#### [Prompt]
Determine how many lines in the listing hold "wire" and give only that number.

=====

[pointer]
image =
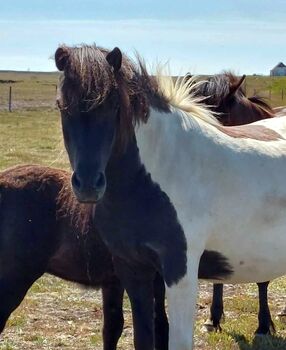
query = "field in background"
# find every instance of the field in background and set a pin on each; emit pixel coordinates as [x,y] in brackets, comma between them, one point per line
[56,314]
[33,90]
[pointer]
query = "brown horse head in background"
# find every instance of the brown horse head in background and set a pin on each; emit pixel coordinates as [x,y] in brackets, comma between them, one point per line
[226,96]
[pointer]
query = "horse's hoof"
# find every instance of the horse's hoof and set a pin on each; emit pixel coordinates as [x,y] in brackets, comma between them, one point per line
[282,314]
[209,327]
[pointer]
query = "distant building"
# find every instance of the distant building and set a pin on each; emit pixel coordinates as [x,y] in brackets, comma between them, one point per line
[278,70]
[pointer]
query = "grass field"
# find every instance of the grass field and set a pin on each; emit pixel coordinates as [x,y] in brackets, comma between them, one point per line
[56,314]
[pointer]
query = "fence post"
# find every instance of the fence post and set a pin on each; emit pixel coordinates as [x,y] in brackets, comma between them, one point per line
[10,98]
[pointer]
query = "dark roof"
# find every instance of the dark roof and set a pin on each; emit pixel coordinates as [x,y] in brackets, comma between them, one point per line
[280,65]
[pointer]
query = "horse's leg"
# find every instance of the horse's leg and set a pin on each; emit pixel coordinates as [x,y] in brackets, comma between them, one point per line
[265,323]
[182,298]
[12,291]
[112,295]
[216,310]
[138,282]
[161,319]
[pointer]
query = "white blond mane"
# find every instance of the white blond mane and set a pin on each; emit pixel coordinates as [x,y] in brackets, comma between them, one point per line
[180,94]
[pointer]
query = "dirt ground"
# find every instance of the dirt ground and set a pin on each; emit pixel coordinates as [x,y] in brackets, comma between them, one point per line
[57,314]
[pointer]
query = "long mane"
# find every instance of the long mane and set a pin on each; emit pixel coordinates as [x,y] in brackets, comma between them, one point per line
[180,93]
[89,80]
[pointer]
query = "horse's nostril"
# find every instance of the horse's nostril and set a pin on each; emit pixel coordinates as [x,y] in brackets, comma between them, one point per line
[99,180]
[75,181]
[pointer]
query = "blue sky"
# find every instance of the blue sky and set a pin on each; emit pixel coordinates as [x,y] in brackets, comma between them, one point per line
[203,37]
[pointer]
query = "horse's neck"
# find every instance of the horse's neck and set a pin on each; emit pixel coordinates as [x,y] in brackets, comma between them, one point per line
[124,169]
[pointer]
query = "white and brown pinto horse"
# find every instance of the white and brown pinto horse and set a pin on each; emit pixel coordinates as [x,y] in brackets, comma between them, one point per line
[228,187]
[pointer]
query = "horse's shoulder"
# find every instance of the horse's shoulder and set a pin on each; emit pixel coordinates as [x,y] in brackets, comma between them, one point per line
[251,131]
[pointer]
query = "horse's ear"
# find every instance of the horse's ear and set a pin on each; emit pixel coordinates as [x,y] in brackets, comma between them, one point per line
[114,58]
[234,87]
[61,57]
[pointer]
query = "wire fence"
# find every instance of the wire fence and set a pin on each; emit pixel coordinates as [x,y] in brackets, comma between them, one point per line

=====

#### [Response for this exercise]
2